◆ **TO BE DONE**
Reproduce the lines from the one containing "Pin every instance of the man" through the end of the lines, both ends included, requests and all. Scale every answer coordinate by 1.7 and round each result to a whole number, with halves rounding up.

== DATA EXTRACT ==

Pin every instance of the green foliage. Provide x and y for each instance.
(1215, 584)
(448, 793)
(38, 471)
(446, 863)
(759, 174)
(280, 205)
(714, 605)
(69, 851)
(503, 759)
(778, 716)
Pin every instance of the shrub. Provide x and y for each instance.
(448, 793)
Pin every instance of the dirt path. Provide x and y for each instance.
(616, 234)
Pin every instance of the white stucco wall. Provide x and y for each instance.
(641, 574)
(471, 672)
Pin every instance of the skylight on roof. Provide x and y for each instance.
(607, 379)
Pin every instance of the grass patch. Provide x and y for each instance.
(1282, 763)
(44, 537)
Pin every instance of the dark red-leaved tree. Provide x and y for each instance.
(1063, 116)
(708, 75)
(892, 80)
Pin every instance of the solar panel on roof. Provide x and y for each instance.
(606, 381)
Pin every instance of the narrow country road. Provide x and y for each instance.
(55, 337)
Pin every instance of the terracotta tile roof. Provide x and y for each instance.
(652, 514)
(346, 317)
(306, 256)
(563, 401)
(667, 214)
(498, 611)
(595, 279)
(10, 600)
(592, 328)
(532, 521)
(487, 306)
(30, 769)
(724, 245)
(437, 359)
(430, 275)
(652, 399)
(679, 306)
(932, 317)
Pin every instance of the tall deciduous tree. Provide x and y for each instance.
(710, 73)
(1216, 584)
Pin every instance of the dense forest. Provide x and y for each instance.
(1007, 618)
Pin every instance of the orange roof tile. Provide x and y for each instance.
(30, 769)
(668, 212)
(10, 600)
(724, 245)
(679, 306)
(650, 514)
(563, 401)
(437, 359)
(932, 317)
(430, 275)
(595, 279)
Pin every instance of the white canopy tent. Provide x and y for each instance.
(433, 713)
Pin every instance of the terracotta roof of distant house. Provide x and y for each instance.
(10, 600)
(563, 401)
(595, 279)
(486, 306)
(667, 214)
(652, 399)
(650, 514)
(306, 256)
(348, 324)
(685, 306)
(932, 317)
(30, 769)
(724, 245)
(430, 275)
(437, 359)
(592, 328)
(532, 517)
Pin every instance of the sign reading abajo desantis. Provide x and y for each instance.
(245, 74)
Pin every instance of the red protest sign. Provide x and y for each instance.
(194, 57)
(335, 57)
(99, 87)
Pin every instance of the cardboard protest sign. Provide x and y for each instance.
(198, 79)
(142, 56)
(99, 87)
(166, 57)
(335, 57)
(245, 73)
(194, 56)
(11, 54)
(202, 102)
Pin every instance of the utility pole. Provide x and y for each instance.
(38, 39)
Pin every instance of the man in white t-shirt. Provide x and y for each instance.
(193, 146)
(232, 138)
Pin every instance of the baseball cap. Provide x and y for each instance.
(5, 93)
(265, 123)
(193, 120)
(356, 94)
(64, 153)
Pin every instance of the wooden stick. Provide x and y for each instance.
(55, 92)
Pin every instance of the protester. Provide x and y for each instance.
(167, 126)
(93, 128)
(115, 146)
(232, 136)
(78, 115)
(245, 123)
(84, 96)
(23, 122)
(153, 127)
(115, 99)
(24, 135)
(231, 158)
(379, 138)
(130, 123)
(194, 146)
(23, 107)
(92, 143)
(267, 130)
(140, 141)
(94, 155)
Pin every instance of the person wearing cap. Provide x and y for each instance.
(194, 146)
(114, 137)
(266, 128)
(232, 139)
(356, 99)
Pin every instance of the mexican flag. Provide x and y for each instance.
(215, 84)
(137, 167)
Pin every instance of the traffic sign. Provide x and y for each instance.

===

◆ **RESPONSE BELOW**
Pin every instance of the man in white t-shirt. Provide x and y for each instance.
(328, 248)
(394, 235)
Pin every instance of the baseball cap. Provide x and y for each instance.
(9, 158)
(451, 209)
(328, 204)
(605, 160)
(109, 260)
Pin every instance of the wooden stick. Provide x and y for each instance.
(94, 156)
Pin every instance of the protester. Provide x and y for each instance.
(284, 214)
(158, 218)
(196, 248)
(394, 231)
(133, 196)
(417, 209)
(143, 163)
(39, 207)
(260, 216)
(196, 168)
(41, 230)
(393, 269)
(644, 235)
(221, 209)
(330, 248)
(39, 182)
(156, 243)
(454, 221)
(238, 240)
(160, 264)
Pin every instance of the person wearing cap. Provide x and y for each instance.
(330, 248)
(194, 233)
(452, 218)
(394, 236)
(605, 168)
Pin every instance of the mexican flag. Provide x and y for each instance.
(366, 143)
(233, 284)
Pin every instance of the traffic sign. Provide x and y for each instance.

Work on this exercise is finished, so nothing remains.